■ EXERCISE PASSAGE ■
The possible effect of size increase in Piana mice was evaluated based on the allometric direction estimated on the mainland sample. The direction of allometric change paralleled the Corsica–Piana direction as well (Table 5). As an attempt to assess whether this allometric change may account for the observed differentiation on Piana, an extrapolation was performed along the mainland allometric direction, by estimating the difference in shape corresponding to a size change from mainland to Piana values. The length of the vector corresponding to this extrapolated allometric change was only about half the difference observed between mainland and Piana mice (Fig. 5). Hence, neither plasticity nor allometry could account for the whole divergence of Piana mice. Both combined, however, were of the order of magnitude of the observed difference characterising the population of this islet.

All these vectors also correlated with p_max (V1_mainland), the direction of main variance within the mainland group. On the other hand, the change from mainland to Corsica and Sardinia correlated with the macro-evolutionary direction corresponding to a change from herbivory to omnivory (negative correlation with the difference between Mus–Mastomys–Apodemus and Arvicanthini), the amount of change being by far less than the macro-evolutionary difference. Both correlated with the second major axis of variance within the mainland population, V2_mainland.

The stability of the correlation between vectors representing various patterns of differentiation, regarding the initial sampling, was evaluated by correlating bootstrapped estimates of the initial vectors (Table 5). Results were coherent with those obtained for each vector (Table 4), robust correlations being observed between robustly estimated vectors. However, even vectors that displayed a relatively high variability in their bootstrapped estimates provided robust correlations. It was the case of the direction involving Piana (Corsica–Piana) as well as the allometric direction. The only vector leading to overall poor correlations was the difference Mainland–Sardinia.

Adaptation to a niche shift: a process over many generations on large islands

House mice on Corsica (Libois 1984; Granjon and Cheylan 1988) and Sardinia (Orsini 1982) occupy a broader range of habitats than on mainland, displaying successful outdoor populations that are rare on mainland even under favourable climatic conditions prevailing in the Mediterranean area, due to the competition with M. spretus. Such a shift in the ecological niche should involve a change in the average diet of the population, and an adaptive interpretation of the mandible shape evolution in Corsica and Sardinia is tempting. Such an interpretation finds support in the congruence between these vectors of change (mainland–Corsica and mainland–Sardinia) with the macro-evolutionary signal corresponding to the difference between omnivorous and herbivorous murine rodents (Fig. 5). Grass being very resistant to abrasion and mastication, the consumption of such food requires more powerful masticatory muscles. In agreement, herbivorous rodents display a more robust mandible with larger posterior processes serving as the zone of attachment to these muscles (Michaux et al. 2007a). Evolution of mice on Corsica and Sardinia correlated with this macro-evolutionary direction of change, although corresponding to a change towards a relatively more generalized, omnivorous diet. Possibly house mice in these outdoor populations increased the consumption of seeds, a food that crumbles during the mastication process and require relatively less force during mastication.

■ REQUIRED ACTIONS ■
[1] Decide whether each statement below agrees with the passage on house mouse mandible shape. Answer yes or no for each, and quote the words from the passage that settle it.
(a) The extrapolated allometric change was large enough to account for the entire difference between mainland and Piana mice.
(b) The difference Mainland–Sardinia was the only vector that led to overall poor correlations.
(c) Herbivorous rodents have a more robust mandible with larger posterior processes.
[2] According to the passage on house mouse mandible shape, competition with which species makes outdoor house mouse populations rare on the mainland?

■ AVAILABLE DATA ■
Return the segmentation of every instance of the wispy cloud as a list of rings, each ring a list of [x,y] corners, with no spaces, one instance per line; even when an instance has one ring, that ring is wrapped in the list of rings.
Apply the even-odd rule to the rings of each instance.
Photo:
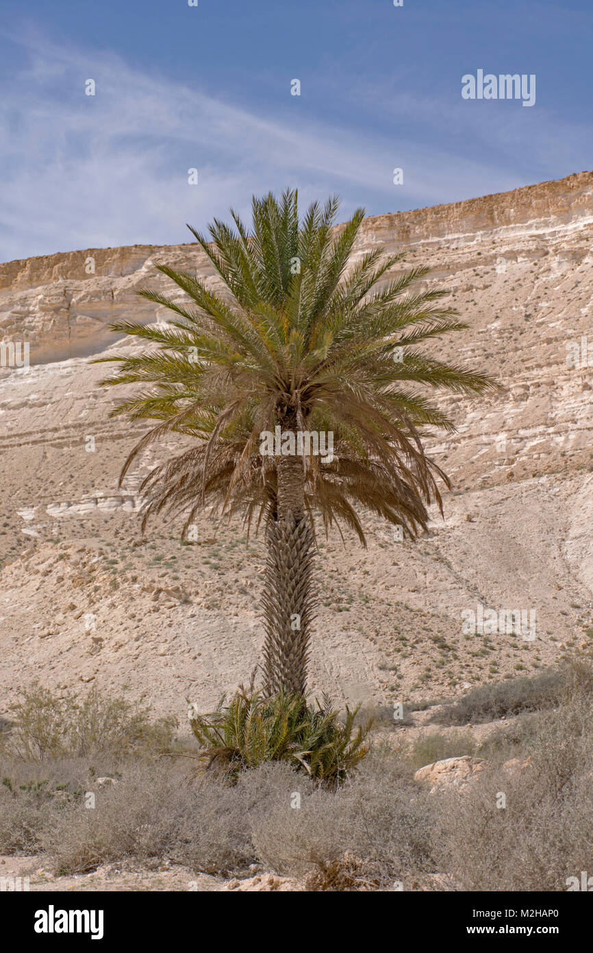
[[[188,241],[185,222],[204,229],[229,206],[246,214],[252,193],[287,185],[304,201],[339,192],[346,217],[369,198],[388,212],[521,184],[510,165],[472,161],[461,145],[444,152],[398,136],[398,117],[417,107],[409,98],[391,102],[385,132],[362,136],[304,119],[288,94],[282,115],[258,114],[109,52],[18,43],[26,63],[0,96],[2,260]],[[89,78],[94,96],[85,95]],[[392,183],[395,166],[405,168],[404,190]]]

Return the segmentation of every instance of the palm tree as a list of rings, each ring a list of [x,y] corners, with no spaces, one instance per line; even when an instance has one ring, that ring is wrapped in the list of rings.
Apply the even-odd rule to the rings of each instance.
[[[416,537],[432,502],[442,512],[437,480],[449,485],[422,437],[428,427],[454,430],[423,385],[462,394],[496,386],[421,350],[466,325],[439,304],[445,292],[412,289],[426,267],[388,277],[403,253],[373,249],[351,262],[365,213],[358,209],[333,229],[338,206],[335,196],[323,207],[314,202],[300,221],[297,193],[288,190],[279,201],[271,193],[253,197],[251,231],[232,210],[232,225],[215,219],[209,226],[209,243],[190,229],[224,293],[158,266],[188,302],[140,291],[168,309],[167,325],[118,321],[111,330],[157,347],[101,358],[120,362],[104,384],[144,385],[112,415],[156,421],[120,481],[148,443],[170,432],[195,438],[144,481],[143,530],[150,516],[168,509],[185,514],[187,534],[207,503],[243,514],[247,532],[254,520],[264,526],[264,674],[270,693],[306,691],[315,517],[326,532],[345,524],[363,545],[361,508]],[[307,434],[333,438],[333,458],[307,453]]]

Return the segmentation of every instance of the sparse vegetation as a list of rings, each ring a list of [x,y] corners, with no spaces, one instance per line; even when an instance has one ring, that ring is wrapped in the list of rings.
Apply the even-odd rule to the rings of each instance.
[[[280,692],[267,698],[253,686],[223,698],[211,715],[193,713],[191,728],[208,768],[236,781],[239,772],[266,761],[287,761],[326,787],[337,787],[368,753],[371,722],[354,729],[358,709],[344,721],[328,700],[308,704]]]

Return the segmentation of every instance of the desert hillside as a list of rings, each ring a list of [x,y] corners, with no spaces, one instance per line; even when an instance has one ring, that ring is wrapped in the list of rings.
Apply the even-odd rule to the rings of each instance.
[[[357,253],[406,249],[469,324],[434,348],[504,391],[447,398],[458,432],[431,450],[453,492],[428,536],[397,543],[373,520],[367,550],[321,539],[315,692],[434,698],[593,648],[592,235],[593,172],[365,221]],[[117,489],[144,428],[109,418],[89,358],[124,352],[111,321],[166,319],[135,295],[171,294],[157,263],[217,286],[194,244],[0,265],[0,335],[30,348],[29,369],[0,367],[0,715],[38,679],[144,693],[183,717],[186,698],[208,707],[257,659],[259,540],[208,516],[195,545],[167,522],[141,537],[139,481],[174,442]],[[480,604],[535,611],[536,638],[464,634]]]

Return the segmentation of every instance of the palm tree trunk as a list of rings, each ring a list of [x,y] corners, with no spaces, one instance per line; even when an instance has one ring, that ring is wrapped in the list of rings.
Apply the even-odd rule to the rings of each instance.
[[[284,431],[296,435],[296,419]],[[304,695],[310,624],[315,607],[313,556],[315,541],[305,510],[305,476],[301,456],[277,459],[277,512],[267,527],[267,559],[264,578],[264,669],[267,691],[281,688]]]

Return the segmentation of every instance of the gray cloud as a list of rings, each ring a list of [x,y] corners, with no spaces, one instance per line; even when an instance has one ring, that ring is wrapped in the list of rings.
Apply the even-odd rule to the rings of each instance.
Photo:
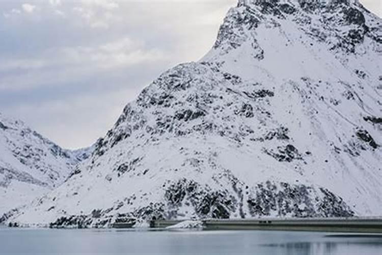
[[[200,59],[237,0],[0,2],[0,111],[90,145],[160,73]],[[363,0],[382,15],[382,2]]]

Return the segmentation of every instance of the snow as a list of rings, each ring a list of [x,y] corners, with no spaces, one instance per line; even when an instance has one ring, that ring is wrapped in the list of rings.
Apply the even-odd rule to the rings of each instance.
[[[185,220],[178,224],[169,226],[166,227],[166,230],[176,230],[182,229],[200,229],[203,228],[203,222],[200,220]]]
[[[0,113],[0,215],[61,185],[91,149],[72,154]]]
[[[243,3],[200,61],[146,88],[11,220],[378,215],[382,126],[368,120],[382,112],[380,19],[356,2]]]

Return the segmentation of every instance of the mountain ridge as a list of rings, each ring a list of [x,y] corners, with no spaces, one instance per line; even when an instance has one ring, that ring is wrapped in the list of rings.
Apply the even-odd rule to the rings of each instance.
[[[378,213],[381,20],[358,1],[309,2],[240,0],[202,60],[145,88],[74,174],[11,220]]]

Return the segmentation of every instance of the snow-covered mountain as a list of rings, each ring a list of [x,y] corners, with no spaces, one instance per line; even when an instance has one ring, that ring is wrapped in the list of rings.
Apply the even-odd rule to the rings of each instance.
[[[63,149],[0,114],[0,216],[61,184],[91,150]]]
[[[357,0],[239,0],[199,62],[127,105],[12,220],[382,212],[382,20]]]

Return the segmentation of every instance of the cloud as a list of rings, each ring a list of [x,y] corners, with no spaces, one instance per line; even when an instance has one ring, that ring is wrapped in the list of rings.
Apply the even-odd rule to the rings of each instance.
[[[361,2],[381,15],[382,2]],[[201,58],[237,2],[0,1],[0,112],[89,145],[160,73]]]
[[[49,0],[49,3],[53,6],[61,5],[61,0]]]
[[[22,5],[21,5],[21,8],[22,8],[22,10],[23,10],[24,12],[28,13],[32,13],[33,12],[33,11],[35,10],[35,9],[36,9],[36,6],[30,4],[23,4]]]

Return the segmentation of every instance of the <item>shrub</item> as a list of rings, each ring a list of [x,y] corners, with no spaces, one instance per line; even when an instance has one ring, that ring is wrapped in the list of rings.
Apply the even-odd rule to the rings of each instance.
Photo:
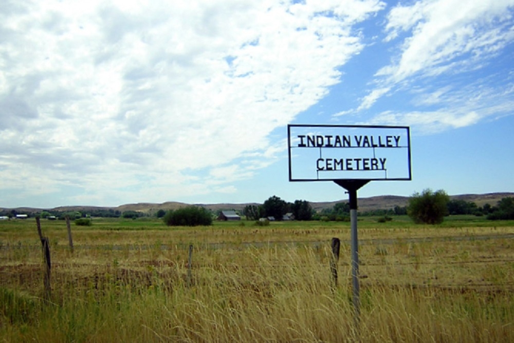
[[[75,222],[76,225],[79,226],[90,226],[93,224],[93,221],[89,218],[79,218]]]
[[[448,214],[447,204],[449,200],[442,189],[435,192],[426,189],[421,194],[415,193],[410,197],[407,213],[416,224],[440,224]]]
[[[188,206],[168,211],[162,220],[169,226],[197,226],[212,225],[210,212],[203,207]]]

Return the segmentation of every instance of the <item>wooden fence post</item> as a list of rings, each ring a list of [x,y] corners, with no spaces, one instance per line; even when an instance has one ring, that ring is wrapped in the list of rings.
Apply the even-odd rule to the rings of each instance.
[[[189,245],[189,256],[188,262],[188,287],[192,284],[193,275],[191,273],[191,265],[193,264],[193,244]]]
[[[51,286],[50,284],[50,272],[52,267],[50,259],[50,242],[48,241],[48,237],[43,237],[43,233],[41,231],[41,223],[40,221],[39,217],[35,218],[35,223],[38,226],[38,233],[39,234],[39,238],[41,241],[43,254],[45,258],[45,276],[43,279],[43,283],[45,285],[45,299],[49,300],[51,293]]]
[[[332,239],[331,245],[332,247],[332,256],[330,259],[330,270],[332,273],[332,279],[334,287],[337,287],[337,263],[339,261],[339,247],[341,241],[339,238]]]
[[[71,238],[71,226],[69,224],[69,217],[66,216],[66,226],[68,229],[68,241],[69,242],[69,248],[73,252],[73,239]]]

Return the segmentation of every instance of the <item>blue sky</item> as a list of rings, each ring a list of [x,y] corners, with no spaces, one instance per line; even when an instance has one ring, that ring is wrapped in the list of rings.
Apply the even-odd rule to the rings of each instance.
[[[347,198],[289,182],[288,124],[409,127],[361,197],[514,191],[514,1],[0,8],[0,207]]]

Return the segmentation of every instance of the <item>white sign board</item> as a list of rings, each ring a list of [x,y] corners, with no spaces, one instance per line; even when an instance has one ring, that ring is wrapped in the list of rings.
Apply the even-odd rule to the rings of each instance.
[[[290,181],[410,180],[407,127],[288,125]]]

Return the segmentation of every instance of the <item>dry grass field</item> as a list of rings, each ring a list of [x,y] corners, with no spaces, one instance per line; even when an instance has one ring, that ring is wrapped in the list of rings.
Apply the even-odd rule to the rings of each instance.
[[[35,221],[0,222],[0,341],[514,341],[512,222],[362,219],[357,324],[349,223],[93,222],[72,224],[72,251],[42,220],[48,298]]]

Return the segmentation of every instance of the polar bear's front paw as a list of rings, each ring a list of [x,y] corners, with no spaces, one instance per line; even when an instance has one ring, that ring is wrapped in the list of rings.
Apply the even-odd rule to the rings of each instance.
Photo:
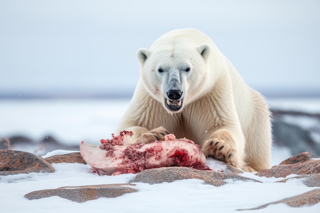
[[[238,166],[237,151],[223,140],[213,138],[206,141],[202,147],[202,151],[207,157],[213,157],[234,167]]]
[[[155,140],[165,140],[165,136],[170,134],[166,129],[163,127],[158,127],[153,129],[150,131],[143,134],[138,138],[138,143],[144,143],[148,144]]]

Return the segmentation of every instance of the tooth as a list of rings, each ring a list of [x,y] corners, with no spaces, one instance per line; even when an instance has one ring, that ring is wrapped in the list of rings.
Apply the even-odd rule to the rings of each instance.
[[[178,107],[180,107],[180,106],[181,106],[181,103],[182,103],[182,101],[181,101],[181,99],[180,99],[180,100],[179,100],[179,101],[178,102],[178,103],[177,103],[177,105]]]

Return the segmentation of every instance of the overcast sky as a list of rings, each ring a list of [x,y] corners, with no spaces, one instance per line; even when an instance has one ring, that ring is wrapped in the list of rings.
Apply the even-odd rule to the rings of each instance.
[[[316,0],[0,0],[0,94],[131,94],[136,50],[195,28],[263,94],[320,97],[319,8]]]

...

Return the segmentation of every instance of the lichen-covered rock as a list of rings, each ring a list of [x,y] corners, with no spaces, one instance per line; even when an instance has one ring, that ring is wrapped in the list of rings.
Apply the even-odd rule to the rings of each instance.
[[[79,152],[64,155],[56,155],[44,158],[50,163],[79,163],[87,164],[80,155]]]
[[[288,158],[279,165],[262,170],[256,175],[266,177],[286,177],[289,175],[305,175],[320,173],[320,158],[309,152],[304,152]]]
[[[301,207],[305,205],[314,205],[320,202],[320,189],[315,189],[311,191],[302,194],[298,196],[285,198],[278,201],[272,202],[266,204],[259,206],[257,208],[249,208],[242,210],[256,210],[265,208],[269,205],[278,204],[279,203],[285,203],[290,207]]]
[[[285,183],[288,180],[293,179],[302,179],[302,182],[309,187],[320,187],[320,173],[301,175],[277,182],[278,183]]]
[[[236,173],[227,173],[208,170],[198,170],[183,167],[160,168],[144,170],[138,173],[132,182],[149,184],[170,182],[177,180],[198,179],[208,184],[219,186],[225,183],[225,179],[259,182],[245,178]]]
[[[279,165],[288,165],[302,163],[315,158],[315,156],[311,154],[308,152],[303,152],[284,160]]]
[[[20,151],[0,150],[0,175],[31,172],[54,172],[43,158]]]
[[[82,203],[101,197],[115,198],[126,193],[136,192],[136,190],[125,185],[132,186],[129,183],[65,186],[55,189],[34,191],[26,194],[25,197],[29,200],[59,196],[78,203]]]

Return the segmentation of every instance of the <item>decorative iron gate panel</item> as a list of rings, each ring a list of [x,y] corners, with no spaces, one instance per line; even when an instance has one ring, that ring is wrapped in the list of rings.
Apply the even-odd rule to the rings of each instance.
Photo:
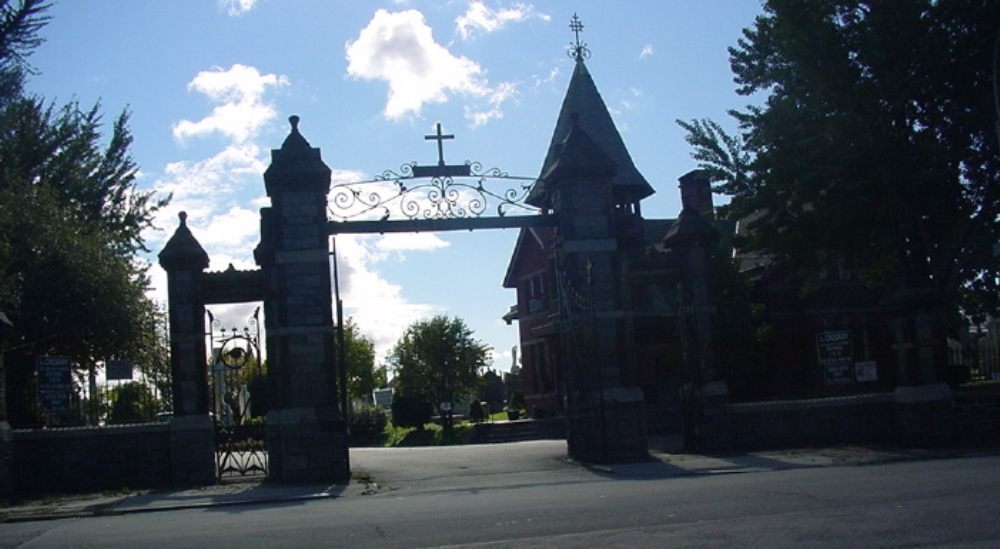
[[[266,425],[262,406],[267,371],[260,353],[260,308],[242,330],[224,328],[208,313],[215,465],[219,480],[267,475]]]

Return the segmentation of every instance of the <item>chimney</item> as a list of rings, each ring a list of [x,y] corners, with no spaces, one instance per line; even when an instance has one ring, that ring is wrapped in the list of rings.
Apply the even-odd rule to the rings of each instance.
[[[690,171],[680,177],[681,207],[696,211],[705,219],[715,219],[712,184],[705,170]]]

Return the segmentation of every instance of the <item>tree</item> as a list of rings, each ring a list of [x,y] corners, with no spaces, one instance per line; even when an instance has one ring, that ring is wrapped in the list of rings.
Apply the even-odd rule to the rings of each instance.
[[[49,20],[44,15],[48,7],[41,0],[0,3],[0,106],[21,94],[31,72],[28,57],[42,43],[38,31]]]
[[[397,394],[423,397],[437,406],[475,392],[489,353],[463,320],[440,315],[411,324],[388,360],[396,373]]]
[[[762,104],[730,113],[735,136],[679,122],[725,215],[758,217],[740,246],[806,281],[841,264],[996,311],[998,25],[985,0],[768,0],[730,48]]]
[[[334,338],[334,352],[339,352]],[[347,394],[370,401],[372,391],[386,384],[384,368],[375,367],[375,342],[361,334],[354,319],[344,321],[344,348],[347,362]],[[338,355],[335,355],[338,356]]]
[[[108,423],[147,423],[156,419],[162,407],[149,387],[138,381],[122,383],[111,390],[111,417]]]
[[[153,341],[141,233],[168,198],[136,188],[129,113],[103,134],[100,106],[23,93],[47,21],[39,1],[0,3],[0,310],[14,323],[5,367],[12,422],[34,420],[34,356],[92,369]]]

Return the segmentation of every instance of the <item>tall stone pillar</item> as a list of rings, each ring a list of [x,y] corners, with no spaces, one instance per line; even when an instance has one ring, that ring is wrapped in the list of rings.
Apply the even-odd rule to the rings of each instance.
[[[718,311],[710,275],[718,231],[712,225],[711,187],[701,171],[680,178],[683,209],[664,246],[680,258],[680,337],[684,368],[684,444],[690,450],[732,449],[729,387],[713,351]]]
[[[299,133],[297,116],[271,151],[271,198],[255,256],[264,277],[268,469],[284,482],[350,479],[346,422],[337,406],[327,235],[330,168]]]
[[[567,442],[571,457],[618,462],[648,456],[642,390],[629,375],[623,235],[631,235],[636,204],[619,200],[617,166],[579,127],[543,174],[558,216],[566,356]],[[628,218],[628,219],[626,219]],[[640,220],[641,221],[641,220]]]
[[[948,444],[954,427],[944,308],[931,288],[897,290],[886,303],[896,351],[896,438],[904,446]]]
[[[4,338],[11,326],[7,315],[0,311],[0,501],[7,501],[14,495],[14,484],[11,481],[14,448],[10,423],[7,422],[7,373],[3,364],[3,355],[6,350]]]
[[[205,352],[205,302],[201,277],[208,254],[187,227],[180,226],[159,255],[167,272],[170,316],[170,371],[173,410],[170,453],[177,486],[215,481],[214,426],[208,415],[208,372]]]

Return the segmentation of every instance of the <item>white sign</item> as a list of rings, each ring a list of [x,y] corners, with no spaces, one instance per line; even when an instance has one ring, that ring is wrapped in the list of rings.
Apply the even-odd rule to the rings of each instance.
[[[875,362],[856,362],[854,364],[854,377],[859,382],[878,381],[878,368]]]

■ YOUR WRITTEN ANSWERS ■
[1]
(a) No: "The length of the vector corresponding to this extrapolated allometric change was only about half the difference observed between mainland and Piana mice"
(b) Yes: "The only vector leading to overall poor correlations was the difference Mainland–Sardinia."
(c) Yes: "herbivorous rodents display a more robust mandible with larger posterior processes"

[2] M. spretus